Objectives

  • Manipulate strings by splitting by characters
  • Manipulate strings by extracting a range of character values
  • Use the mutate() function to add variables to a data frame
  • Use the group_by() and summarise() functions to generate summary statistics
  • Use the case_when() function to create conditional factor labels

Preliminaries

This week we’re going to use two “untidy” data sets provided by Joseph Casillas, with the goal of wrangling the data in order to create some appropriate plots. Let’s first load the data, which will introduce two data tibbles into the workspace: spanish_vowels and vot:

load("/shared/groups/jrole001/pals0047/data/untidy_data.Rda")

Let’s also load the whole tidyverse, because we’ll be using three packages from it: dplyr, stringr, and ggplot2:

library(tidyverse)

Spanish vowels

Exercise #1: splitting strings

The first untidy data set we’ll be working with includes simulated F1 and F2 measurements from male and female Spanish speakers. Let’s say we want to create a formant space, with observations separated by vowel and male vs. female.

Let’s take a look at what we have:

head(spanish_vowels)
## # A tibble: 6 × 4
##   label        rep    f1    f2
##   <chr>      <int> <dbl> <dbl>
## 1 p01-male-a     1  615. 1231.
## 2 p01-male-a     2  645. 1282.
## 3 p01-male-a     3  608. 1248.
## 4 p01-male-e     1  477. 1612.
## 5 p01-male-e     2  457. 1839.
## 6 p01-male-e     3  445. 1849.

Here is a problem: there are no column variables for vowel and speaker sex! However… these variables seem to be embedded in the character string that is stored in the label column… so how do we retrieve these variables?

We can take advantage of the fact that the variables of interest are each separated by the character - in the string, which means that we can split the string by this character and extract the sub-strings that the - character delineates. To do this, we can use the str_split() function from the stringr package.

Let’s take a look at an example by creating as vector of strings that are concatenated with the underscore _:

mystrings <- paste0(letters,"_",1:26,"_",rev(LETTERS))

→ Data extract
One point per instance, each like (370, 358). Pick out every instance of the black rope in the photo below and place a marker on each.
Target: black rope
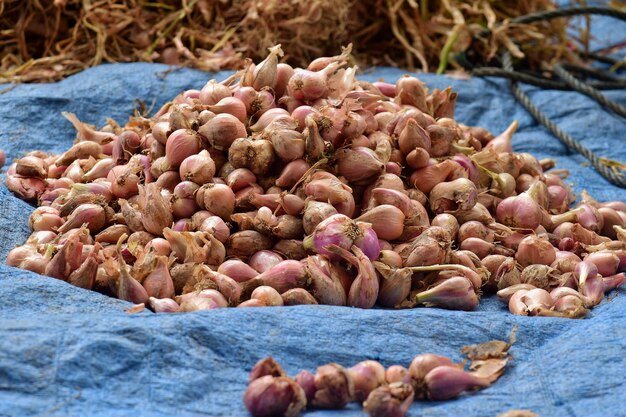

→ What this exercise asks
**a)** Answer these questions from the untidy-data tutorial:
(i) Which two data tibbles does loading the file put into the workspace?
(ii) Which character separates the variables inside the label column of the Spanish vowel data?
(iii) Which three tidyverse packages does the tutorial say it will use?
**b)** Pick up the untidy-data tutorial where its text stops, after the line that creates mystrings, and keep writing in the same style.
The material after the untidy-data tutorial has no part in the work here.

→ Answers for the tasks
**a)**
(i) spanish_vowels and vot
(ii) The - character
(iii) dplyr, stringr, and ggplot2

**b)**
So now we have 26 strings, each of which is composed of lowercase letters (in ascending order), then an underscore, then integers (in ascending order), then an underscore, then uppercase letters (in descending order). What if we want to separate the lowercase letters, the numbers, and the uppercase letters into observations of three separate variables?

We can split the strings by the _ character by using the str_split() function:

str_split(mystrings, "_")
## [[1]]
## [1] "a" "1" "Z"
## 
## [[2]]
## [1] "b" "2" "Y"
## 
## [[3]]
## [1] "c" "3" "X"
## 
## [[4]]
## [1] "d" "4" "W"
## 
## [[5]]
## [1] "e" "5" "V"
## 
## [[6]]
## [1] "f" "6" "U"
## 
## [[7]]
## [1] "g" "7" "T"
## 
## [[8]]
## [1] "h" "8" "S"
## 
## [[9]]
## [1] "i" "9" "R"
## 
## [[10]]
## [1] "j"  "10" "Q" 
## 
## [[11]]
## [1] "k"  "11" "P" 
## 
## [[12]]
## [1] "l"  "12" "O" 
## 
## [[13]]
## [1] "m"  "13" "N" 
## 
## [[14]]
## [1] "n"  "14" "M" 
## 
## [[15]]
## [1] "o"  "15" "L" 
## 
## [[16]]
## [1] "p"  "16" "K" 
## 
## [[17]]
## [1] "q"  "17" "J" 
## 
## [[18]]
## [1] "r"  "18" "I" 
## 
## [[19]]
## [1] "s"  "19" "H" 
## 
## [[20]]
## [1] "t"  "20" "G" 
## 
## [[21]]
## [1] "u"  "21" "F" 
## 
## [[22]]
## [1] "v"  "22" "E" 
## 
## [[23]]
## [1] "w"  "23" "D" 
## 
## [[24]]
## [1] "x"  "24" "C" 
## 
## [[25]]
## [1] "y"  "25" "B" 
## 
## [[26]]
## [1] "z"  "26" "A"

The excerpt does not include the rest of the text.